> [ACTION ITEM]: Copy all records verbatim.

-------- TASK INPUTS --------

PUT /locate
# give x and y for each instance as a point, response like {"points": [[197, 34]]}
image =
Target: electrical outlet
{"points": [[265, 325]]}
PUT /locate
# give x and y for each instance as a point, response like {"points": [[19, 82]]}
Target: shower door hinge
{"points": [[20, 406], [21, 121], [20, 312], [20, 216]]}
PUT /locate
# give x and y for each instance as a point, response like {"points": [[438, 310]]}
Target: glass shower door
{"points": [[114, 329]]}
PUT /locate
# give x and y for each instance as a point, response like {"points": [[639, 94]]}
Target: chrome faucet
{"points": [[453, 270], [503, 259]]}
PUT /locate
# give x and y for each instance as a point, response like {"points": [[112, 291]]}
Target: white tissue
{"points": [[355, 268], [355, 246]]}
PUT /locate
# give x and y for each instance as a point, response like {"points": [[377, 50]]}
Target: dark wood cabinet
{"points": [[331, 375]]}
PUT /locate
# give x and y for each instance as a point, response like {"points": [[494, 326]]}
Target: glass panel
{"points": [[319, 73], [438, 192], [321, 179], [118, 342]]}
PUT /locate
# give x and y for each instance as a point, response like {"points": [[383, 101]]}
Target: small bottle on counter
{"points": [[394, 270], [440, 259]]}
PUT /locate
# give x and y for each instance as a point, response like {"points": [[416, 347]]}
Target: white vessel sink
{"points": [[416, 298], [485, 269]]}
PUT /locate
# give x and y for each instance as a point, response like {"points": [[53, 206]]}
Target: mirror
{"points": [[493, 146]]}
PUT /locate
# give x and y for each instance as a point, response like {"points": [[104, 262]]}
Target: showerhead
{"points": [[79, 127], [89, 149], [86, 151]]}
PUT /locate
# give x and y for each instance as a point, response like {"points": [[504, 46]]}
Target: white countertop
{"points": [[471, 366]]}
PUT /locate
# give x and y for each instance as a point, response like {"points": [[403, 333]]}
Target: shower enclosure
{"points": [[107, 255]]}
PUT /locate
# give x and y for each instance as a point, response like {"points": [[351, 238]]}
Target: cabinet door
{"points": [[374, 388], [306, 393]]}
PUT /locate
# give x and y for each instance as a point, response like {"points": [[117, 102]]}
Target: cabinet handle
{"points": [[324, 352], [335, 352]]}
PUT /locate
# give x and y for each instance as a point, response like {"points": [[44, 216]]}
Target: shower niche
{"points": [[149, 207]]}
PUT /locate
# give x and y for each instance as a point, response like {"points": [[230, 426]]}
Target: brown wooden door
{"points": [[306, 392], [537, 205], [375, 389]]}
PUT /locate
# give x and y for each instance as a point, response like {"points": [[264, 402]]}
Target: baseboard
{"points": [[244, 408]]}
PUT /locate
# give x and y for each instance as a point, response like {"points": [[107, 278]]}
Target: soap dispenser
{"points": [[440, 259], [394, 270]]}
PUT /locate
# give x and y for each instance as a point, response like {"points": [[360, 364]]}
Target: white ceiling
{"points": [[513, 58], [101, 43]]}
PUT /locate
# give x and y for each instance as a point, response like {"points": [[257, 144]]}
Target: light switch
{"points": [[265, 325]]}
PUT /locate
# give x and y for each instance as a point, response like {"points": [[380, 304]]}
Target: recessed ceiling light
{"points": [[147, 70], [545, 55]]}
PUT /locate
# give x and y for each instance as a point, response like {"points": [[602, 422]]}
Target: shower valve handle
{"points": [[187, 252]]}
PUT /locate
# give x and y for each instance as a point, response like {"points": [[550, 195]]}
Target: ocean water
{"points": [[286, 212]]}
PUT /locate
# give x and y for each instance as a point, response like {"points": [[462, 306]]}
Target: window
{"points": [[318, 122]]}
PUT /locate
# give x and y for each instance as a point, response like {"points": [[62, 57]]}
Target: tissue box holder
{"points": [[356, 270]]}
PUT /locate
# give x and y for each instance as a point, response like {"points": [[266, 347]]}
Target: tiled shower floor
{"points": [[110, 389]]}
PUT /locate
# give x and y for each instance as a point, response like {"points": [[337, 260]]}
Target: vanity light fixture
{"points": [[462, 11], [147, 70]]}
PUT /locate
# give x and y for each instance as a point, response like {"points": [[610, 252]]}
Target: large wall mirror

--------

> [EXPECTED ANSWER]:
PUT /locate
# give x and y for each instance as a point, response like {"points": [[197, 34]]}
image =
Target: electrical outlet
{"points": [[265, 325]]}
PUT /locate
# give x and y for each instance as a point, response like {"points": [[19, 82]]}
Target: shower door hinge
{"points": [[20, 406], [21, 121], [20, 312], [20, 216]]}
PUT /locate
# give x and y for each instance as a point, response like {"points": [[438, 310]]}
Target: glass shower door
{"points": [[114, 329]]}
PUT /locate
# give x and y for each instance as a point, response like {"points": [[639, 94]]}
Target: chrome faucet
{"points": [[453, 270], [503, 259]]}
PUT /locate
# give x and y for each instance as a point, response like {"points": [[112, 291]]}
Target: white tissue
{"points": [[355, 268], [355, 246]]}
PUT /locate
# give x and y for each instance as a point, response like {"points": [[377, 50]]}
Target: dark wood cabinet
{"points": [[331, 375]]}
PUT /locate
# give x and y for each instance as a point, response like {"points": [[494, 326]]}
Target: glass panel
{"points": [[319, 73], [438, 192], [321, 179], [118, 342]]}
PUT /locate
# give x and y for each instance as a point, response like {"points": [[383, 101]]}
Target: small bottle on counter
{"points": [[394, 270], [440, 259]]}
PUT /locate
# give x and y for each instance as a point, response like {"points": [[416, 347]]}
Target: white vessel sink
{"points": [[416, 298], [485, 269]]}
PUT /locate
# give x and y for each instance as a point, response like {"points": [[53, 206]]}
Target: mirror
{"points": [[493, 146]]}
PUT /locate
# give x and y for each instance as a point, response like {"points": [[104, 262]]}
Target: showerhead
{"points": [[79, 127], [89, 149], [86, 151]]}
PUT /locate
# give x and y for each instance as a point, response like {"points": [[504, 46]]}
Target: white countertop
{"points": [[471, 366]]}
PUT /locate
# give x and y for each instance as a point, response like {"points": [[403, 333]]}
Target: shower enclosure
{"points": [[107, 255]]}
PUT /locate
# give x and y for each instance as a point, response like {"points": [[351, 238]]}
Target: cabinet door
{"points": [[374, 388], [306, 393]]}
PUT /locate
# give x and y for each instance as a point, response like {"points": [[117, 102]]}
Target: cabinet handle
{"points": [[324, 352], [335, 352]]}
PUT /locate
# give x and y for each instance as a point, response like {"points": [[44, 216]]}
Target: shower niche
{"points": [[149, 207]]}
PUT /locate
# give x and y for each instance as a point, response like {"points": [[230, 426]]}
Target: brown wooden door
{"points": [[306, 392], [537, 205], [375, 389]]}
PUT /locate
# give x and y for each instance as a point, response like {"points": [[264, 402]]}
Target: baseboard
{"points": [[244, 408]]}
PUT /locate
# give x and y for each instance as a point, response like {"points": [[107, 278]]}
Target: soap dispenser
{"points": [[440, 259], [394, 270]]}
PUT /locate
# give x and y for each instance as a point, response like {"points": [[360, 364]]}
Target: white ceiling
{"points": [[513, 58], [101, 43]]}
PUT /locate
# give x and y for each instance as a point, response like {"points": [[257, 144]]}
Target: light switch
{"points": [[265, 325]]}
PUT /locate
# give x and y for each instance as a point, response like {"points": [[380, 304]]}
Target: recessed ceiling light
{"points": [[147, 70], [545, 55]]}
PUT /locate
# give x and y for each instance as a point, response like {"points": [[602, 422]]}
Target: shower valve handle
{"points": [[187, 252]]}
PUT /locate
# give x and y for each instance as a point, response like {"points": [[550, 195]]}
Target: ocean water
{"points": [[286, 212]]}
PUT /locate
# give x and y for each instance as a point, response like {"points": [[462, 306]]}
Target: window
{"points": [[318, 122]]}
PUT /locate
# give x and y for each instance as a point, response like {"points": [[62, 57]]}
Target: tissue box holder
{"points": [[356, 270]]}
PUT /locate
# give x and y for each instance as a point, response like {"points": [[266, 347]]}
Target: tiled shower floor
{"points": [[110, 389]]}
PUT /locate
# give x and y for each instance as a point, response like {"points": [[337, 260]]}
Target: vanity light fixture
{"points": [[462, 11], [147, 70]]}
PUT /locate
# give x and y for each instance as a point, response like {"points": [[610, 252]]}
Target: large wall mirror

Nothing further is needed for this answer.